=== Problem to solve ===
Would you output the whole of the data exactly?

== == ==

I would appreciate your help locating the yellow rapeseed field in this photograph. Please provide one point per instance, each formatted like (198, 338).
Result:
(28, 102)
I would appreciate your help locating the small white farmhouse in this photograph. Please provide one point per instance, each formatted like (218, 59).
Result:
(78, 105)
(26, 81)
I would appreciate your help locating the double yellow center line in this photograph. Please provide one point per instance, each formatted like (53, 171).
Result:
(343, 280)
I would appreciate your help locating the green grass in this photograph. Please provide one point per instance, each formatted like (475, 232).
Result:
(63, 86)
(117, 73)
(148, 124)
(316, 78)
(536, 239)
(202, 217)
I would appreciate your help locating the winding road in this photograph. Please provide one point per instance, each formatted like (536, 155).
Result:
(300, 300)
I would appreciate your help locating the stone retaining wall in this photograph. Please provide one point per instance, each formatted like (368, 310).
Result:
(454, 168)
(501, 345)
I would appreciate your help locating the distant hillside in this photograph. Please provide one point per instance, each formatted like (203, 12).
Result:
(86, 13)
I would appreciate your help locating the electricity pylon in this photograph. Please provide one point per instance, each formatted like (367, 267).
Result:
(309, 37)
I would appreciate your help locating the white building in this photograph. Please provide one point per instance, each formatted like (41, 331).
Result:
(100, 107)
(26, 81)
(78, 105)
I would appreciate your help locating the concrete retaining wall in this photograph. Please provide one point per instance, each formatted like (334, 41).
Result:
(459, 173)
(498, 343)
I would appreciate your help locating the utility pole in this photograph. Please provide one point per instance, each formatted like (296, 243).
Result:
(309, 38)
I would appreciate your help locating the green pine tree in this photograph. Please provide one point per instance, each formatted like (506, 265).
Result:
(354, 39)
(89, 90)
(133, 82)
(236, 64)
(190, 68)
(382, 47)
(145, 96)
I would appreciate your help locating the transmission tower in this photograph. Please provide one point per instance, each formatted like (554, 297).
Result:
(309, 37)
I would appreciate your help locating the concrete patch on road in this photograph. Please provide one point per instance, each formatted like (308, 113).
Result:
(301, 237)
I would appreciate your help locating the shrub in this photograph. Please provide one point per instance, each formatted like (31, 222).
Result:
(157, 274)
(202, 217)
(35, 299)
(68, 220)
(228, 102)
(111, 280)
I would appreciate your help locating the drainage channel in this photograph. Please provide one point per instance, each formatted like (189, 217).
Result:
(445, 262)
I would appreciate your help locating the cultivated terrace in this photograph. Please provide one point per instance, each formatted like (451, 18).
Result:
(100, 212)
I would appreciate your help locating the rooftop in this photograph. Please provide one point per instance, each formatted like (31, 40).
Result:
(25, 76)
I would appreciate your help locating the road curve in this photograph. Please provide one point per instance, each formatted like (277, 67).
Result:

== == ==

=== Exercise response ===
I would appreciate your help locating the yellow rapeseed field in this photograph. Please provide one point per instance, each formatted like (198, 338).
Result:
(28, 102)
I would appreciate your help locating the small white farmhouse in this photograph. Please provide one point per instance, each formatted like (218, 59).
Result:
(78, 105)
(26, 81)
I would appreciate your help locating the double yellow center line in this photograph. Please provide one point per instance, each formatted like (53, 171).
Result:
(343, 280)
I would appreciate your help locating the green grass in this photograph. Please provide one point per instance, each formatted like (475, 232).
Result:
(63, 86)
(117, 73)
(148, 124)
(316, 78)
(536, 239)
(202, 217)
I would appreciate your help locating the winding road in this photograph. Please provide one point per instance, each formatted like (536, 155).
Result:
(300, 300)
I would appreciate your help locating the stone retaining wall in this photograph. Please provide one point per instance, each formatted like (368, 310).
Result:
(454, 168)
(501, 345)
I would appreciate your help locating the distant hillside in this photograph. Please provide one point per instance, each formatted like (203, 12).
Result:
(86, 13)
I would appreciate your help locating the electricity pylon in this photograph. Please provide one point per instance, each formatted like (367, 267).
Result:
(309, 37)
I would appreciate your help locating the white building in this photograph. Please provide one point per instance, each formatted like (41, 331).
Result:
(100, 107)
(26, 81)
(78, 105)
I would appreciate your help locating the concrete retaining wall in this photograph. Please provide one point per instance, each formatted like (334, 41).
Result:
(459, 173)
(498, 343)
I would appreciate your help locating the utility pole in this photograph. Please provide one point per instance, each formatted like (296, 243).
Result:
(309, 38)
I would appreciate your help locating the green pine tree in this photograph. Please provide one point per instance, each formatted like (506, 265).
Result:
(354, 39)
(89, 90)
(133, 82)
(236, 64)
(190, 68)
(382, 47)
(145, 96)
I would appreciate your help locating the transmission tower in this photograph. Please provide one point per instance, each formatted like (554, 297).
Result:
(309, 37)
I would appreciate your help locating the concrete patch on road in this photograph. Please provide one point per instance, each formatted like (308, 113).
Result:
(301, 237)
I would appreciate your help locating the shrub in this photograph. Please provide one point per instance, each formatted like (31, 222).
Result:
(157, 274)
(202, 217)
(35, 299)
(68, 220)
(228, 102)
(111, 280)
I would appreciate your help locating the drainage channel in this photograph. Please provide one point per instance, each formatted like (189, 217).
Result:
(445, 262)
I would appreciate your help locating the cultivated terrace in this photograph. Please provide one point per instance, each formatted like (451, 18).
Result:
(100, 212)
I would appreciate your help locating the rooftop in this photograph. Please provide one point per instance, each formatted like (31, 40).
Result:
(25, 76)
I would appreciate your help locating the road curve in this photograph. Please provide one point per instance, each formatted like (277, 67).
Result:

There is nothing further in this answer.